[Task details]: Write out every line of the data below without changing anything.

[Stored records]:
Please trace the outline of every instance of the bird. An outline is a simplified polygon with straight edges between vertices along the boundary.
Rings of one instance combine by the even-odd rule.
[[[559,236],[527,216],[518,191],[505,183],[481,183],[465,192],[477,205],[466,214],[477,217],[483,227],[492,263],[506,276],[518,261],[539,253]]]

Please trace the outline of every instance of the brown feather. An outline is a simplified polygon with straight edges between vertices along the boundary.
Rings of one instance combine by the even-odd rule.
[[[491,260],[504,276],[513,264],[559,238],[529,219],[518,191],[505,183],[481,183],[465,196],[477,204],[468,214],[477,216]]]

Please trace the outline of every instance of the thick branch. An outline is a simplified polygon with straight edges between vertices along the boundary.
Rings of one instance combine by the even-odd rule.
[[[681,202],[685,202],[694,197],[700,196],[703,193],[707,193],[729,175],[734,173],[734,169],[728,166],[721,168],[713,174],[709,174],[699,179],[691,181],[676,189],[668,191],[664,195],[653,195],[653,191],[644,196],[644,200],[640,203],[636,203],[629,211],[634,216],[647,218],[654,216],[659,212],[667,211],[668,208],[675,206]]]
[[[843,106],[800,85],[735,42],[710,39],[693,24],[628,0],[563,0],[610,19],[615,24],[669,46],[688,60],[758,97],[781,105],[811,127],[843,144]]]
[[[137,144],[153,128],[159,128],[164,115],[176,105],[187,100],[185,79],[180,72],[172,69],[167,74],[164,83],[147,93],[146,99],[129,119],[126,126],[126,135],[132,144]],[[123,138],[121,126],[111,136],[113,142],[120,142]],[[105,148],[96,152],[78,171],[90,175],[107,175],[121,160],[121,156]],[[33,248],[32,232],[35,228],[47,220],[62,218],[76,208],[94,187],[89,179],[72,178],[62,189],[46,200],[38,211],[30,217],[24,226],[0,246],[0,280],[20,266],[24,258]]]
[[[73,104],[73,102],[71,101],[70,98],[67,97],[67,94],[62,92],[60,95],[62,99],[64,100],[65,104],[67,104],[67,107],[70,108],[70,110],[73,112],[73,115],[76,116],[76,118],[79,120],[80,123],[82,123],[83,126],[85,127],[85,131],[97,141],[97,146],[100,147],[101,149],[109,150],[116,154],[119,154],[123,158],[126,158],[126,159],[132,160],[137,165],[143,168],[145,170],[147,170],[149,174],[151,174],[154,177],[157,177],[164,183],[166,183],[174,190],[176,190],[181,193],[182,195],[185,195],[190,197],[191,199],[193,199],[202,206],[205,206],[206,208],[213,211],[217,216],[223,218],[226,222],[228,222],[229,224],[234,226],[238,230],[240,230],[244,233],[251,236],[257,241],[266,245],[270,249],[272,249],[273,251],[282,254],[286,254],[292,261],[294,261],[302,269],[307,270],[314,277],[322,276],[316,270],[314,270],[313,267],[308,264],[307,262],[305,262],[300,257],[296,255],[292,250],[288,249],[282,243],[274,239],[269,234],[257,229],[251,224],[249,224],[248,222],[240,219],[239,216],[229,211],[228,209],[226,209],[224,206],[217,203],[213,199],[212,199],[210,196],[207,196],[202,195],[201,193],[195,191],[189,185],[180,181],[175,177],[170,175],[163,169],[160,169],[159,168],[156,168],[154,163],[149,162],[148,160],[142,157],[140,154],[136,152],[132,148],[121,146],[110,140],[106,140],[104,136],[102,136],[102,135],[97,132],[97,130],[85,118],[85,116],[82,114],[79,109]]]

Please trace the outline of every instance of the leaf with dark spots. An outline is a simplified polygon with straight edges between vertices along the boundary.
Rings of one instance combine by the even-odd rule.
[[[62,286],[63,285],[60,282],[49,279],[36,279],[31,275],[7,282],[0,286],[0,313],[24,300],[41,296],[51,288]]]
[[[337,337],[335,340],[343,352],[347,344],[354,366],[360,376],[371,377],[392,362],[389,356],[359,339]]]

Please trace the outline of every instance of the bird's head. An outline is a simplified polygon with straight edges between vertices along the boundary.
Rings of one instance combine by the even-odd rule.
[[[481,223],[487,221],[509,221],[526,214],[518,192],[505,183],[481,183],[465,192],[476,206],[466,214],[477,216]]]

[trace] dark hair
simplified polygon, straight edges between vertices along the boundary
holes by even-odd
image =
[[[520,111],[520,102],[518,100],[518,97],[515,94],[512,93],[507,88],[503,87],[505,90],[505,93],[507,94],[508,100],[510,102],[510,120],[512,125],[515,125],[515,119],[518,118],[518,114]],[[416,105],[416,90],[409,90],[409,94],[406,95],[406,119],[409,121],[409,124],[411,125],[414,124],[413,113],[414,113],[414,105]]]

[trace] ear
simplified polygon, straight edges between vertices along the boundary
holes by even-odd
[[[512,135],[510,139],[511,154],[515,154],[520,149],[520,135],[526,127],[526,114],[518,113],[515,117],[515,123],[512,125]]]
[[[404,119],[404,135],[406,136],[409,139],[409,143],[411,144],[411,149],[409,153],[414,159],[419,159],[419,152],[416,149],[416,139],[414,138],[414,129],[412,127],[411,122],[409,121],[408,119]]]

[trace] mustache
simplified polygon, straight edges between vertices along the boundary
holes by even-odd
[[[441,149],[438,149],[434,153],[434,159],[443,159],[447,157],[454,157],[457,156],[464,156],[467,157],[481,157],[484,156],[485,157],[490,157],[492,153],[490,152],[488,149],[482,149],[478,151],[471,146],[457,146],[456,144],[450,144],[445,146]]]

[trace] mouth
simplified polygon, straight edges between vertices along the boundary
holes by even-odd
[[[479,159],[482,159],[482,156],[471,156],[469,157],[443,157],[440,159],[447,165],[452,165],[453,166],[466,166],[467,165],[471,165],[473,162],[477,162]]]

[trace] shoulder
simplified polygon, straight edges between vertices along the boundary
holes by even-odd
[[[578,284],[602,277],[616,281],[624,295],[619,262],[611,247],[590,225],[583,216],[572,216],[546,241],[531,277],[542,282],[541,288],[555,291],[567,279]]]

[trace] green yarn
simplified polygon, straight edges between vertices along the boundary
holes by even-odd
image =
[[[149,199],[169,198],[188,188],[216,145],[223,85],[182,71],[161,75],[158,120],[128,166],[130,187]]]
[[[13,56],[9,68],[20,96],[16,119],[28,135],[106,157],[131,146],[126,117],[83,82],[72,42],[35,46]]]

[Exercise output]:
Please trace the outline of every instance of the bird. An outline is a simplified polygon with straight edges between vertices along the boundary.
Rings of one instance combine by the even-odd rule.
[[[559,236],[527,216],[518,191],[505,183],[481,183],[465,192],[477,205],[466,214],[477,217],[483,227],[492,263],[506,276],[518,261],[539,253]]]

Please trace the outline of every instance of the brown feather. An outline is a simplified polygon with straight edges between vertices along the boundary.
Rings of one instance combine by the even-odd rule.
[[[491,260],[504,276],[513,264],[559,238],[529,219],[518,191],[505,183],[481,183],[465,196],[477,204],[468,214],[477,216]]]

Please trace the outline of every instance of the thick branch. An outline is a simplified polygon with straight edges between vertices along the boundary.
Rings of one instance combine by the even-odd rule.
[[[681,202],[685,202],[694,197],[700,196],[703,193],[707,193],[729,175],[734,173],[734,169],[728,166],[721,168],[713,174],[709,174],[699,179],[691,181],[676,189],[668,191],[664,195],[653,195],[653,191],[644,196],[644,200],[640,203],[636,203],[629,211],[634,216],[647,218],[654,216],[659,212],[667,211],[668,208],[675,206]]]
[[[843,106],[800,85],[735,42],[710,39],[693,24],[628,0],[563,0],[610,19],[615,24],[669,46],[688,60],[758,97],[781,105],[811,127],[843,144]]]
[[[137,144],[153,128],[159,128],[164,115],[176,105],[187,100],[185,79],[180,72],[172,69],[167,74],[164,83],[147,93],[146,99],[129,119],[126,126],[126,135],[132,144]],[[123,138],[121,126],[111,136],[113,142],[120,142]],[[105,148],[96,152],[78,171],[90,175],[107,175],[121,160],[121,156]],[[33,248],[32,232],[35,228],[47,220],[62,218],[76,208],[94,187],[89,179],[72,178],[62,189],[46,200],[38,211],[30,217],[24,226],[0,246],[0,280],[20,266],[24,258]]]
[[[73,104],[73,102],[71,101],[70,98],[67,97],[67,94],[62,92],[60,95],[62,99],[64,100],[65,104],[67,104],[67,107],[70,108],[70,110],[73,112],[73,115],[76,116],[76,118],[79,120],[80,123],[82,123],[83,126],[85,127],[85,131],[97,141],[97,146],[100,147],[101,149],[109,150],[116,154],[119,154],[123,158],[126,158],[126,159],[132,160],[137,165],[143,168],[145,170],[147,170],[149,174],[151,174],[154,177],[157,177],[164,183],[166,183],[174,190],[176,190],[181,193],[182,195],[185,195],[190,197],[191,199],[193,199],[202,206],[205,206],[206,208],[213,211],[217,216],[223,218],[226,222],[228,222],[229,224],[234,226],[238,230],[240,230],[244,233],[251,236],[257,241],[266,245],[270,249],[272,249],[273,251],[282,254],[286,254],[292,261],[294,261],[302,269],[307,270],[314,277],[322,276],[316,270],[314,270],[313,267],[308,264],[307,262],[305,262],[300,257],[296,255],[292,250],[288,249],[282,243],[274,239],[269,234],[257,229],[251,224],[249,224],[248,222],[240,219],[239,216],[229,211],[228,209],[226,209],[224,206],[217,203],[213,199],[212,199],[210,196],[207,196],[202,195],[201,193],[195,191],[189,185],[180,181],[175,177],[170,175],[163,169],[160,169],[159,168],[156,168],[154,163],[149,162],[148,160],[142,157],[140,154],[136,152],[132,148],[121,146],[110,140],[106,140],[104,136],[102,136],[102,135],[97,132],[97,130],[85,118],[85,116],[82,114],[79,109]]]

Please trace the outline of every instance of the leaf with dark spots. An outline is a simplified polygon with straight edges between vertices along the boundary.
Rings of one instance combine by the even-odd rule.
[[[62,286],[63,285],[60,282],[49,279],[36,279],[31,275],[7,282],[0,286],[0,313],[24,300],[41,296],[51,288]]]
[[[337,337],[335,340],[343,352],[347,344],[354,366],[360,376],[371,377],[392,362],[389,356],[359,339]]]

Please trace the outline of every instance of the bird's head. An outline is a simplified polygon with straight edges between vertices along the boundary.
Rings of one instance combine by the even-odd rule.
[[[481,223],[487,221],[509,221],[526,214],[518,192],[505,183],[481,183],[465,192],[476,206],[466,214],[477,216]]]

[trace] dark hair
simplified polygon, straight edges between vertices along the boundary
holes by even-odd
image =
[[[520,111],[520,102],[518,100],[518,97],[515,94],[512,93],[507,88],[503,87],[505,90],[505,93],[507,94],[508,100],[510,102],[510,120],[512,125],[515,125],[515,119],[518,118],[518,114]],[[416,105],[416,90],[409,90],[409,94],[406,95],[406,119],[409,121],[409,124],[411,125],[414,124],[413,113],[414,113],[414,105]]]

[trace] ear
simplified polygon, straight edges between vertices along the boundary
holes by even-odd
[[[512,135],[510,139],[511,154],[515,154],[520,149],[520,135],[526,127],[526,114],[518,113],[515,117],[515,123],[512,125]]]
[[[404,119],[404,135],[406,136],[409,139],[409,143],[411,144],[411,149],[409,153],[414,159],[419,159],[419,152],[416,149],[416,139],[414,138],[414,129],[412,127],[411,122],[409,121],[408,119]]]

[trace] mustache
simplified polygon, straight edges between vertices along the boundary
holes by even-odd
[[[441,149],[438,149],[434,153],[434,159],[443,159],[447,157],[454,157],[457,156],[464,156],[467,157],[481,157],[484,156],[485,157],[490,157],[492,153],[490,152],[488,149],[482,149],[478,151],[471,146],[457,146],[456,144],[450,144],[445,146]]]

[trace] mouth
simplified polygon, straight edges between vertices along the boundary
holes by even-odd
[[[479,159],[482,159],[482,156],[471,156],[469,157],[443,157],[440,159],[447,165],[452,165],[453,166],[466,166],[467,165],[471,165],[473,162],[477,162]]]

[trace] shoulder
simplified polygon, straight edges between vertices along the boundary
holes by even-odd
[[[578,284],[602,277],[616,281],[624,295],[619,262],[611,247],[590,225],[583,216],[572,216],[546,241],[531,277],[542,282],[541,288],[555,291],[567,279]]]

[trace] green yarn
simplified polygon, straight edges between vertices along the boundary
holes by even-odd
image =
[[[149,199],[169,198],[188,188],[216,145],[223,85],[182,71],[161,75],[158,120],[128,166],[130,187]]]
[[[13,56],[9,68],[20,96],[16,119],[28,135],[106,157],[131,146],[126,117],[83,82],[72,42],[35,46]]]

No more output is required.